**EXERCISE BRIEF**
Write the records out again. Match them exactly.

[Stored entries]
<<<<

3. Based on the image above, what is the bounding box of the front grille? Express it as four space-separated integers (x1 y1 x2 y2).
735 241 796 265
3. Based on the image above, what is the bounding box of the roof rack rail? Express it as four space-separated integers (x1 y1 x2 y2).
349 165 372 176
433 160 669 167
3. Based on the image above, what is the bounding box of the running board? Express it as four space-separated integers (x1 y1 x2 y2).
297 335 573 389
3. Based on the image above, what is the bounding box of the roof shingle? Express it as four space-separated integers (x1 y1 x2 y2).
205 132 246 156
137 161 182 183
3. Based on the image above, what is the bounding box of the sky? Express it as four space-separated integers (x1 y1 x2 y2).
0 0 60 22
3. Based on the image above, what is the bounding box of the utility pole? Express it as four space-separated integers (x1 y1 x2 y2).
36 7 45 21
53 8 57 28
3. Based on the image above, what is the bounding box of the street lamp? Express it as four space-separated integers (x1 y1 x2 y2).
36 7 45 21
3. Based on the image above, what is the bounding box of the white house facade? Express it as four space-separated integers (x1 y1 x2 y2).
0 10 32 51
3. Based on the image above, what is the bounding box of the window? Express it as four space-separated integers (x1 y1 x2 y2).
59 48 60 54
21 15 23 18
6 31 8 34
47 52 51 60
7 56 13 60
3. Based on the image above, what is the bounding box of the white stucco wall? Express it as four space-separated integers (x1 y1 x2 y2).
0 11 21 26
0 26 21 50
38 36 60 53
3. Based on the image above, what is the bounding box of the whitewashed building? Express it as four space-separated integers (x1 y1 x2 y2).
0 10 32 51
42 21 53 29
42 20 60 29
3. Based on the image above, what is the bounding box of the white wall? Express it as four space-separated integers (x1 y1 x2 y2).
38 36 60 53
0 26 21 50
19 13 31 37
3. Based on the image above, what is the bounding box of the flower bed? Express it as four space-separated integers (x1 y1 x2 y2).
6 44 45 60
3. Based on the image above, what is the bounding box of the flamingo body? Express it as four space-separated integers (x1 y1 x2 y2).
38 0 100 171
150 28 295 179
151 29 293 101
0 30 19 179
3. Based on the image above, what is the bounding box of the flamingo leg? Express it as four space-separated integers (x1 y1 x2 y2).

>>>>

**RESPONSE TO THE TASK**
3. Based on the image above, what is the bounding box of the front grille? Express it as four space-separated integers (x1 y1 x2 y2).
735 241 796 265
3. Based on the image above, what is the bounding box of the roof rack rail? Express it as four space-separated integers (x1 y1 x2 y2).
349 165 372 176
433 160 669 167
3. Based on the image above, what is the bounding box of the running board? Express it as four space-separated integers (x1 y1 x2 y2).
297 335 573 389
3. Based on the image above, what is the bounding box of the roof shingle? Express it as four space-separated integers (x1 y1 x2 y2).
205 132 246 156
137 161 182 183
3. Based on the image above, what is the bounding box of the sky? Express it as four space-separated integers (x1 y1 x2 y2).
0 0 60 22
3. Based on the image above, what is the bounding box of the utility pole? Express it as four space-separated integers (x1 y1 x2 y2).
36 7 45 21
53 8 57 28
3. Based on the image above, what is the bounding box of the street lamp? Express it as four space-separated integers (x1 y1 x2 y2).
36 7 45 21
3. Based on the image above, what is the bounding box of the white house facade? Express it as four space-separated integers (x1 y1 x2 y2).
0 10 32 51
3. Based on the image above, what is the bounding box of the window? Express it as four space-separated integers (x1 y1 x2 y2).
59 48 60 54
21 15 23 18
6 31 8 34
47 52 51 60
7 56 13 60
3. Based on the image above, what is the bounding box of the white stucco wall? Express it as four space-separated integers (x1 y1 x2 y2).
0 11 21 26
0 26 21 50
38 36 60 53
3. Based on the image above, what is the bounding box of the whitewashed building? Express it as four space-separated integers (x1 y1 x2 y2).
0 10 32 51
42 21 53 29
42 20 60 29
3. Based on the image above, what is the bounding box of the white wall? Express it as four space-separated integers (x1 y1 x2 y2).
38 36 60 53
0 26 21 50
19 13 31 37
3. Based on the image above, what is the bounding box of the flower bed? Express it as four space-separated integers (x1 y1 x2 y2).
6 44 45 60
3. Based on the image above, what is the bounding box of the flamingo body? Express it as four space-separated integers (x1 y1 x2 y2).
38 0 100 171
150 28 295 179
151 29 293 101
0 30 19 179
3. Based on the image above, what is the bounding box of the flamingo leg? Express it as four space-separated integers (x1 y1 x2 y2).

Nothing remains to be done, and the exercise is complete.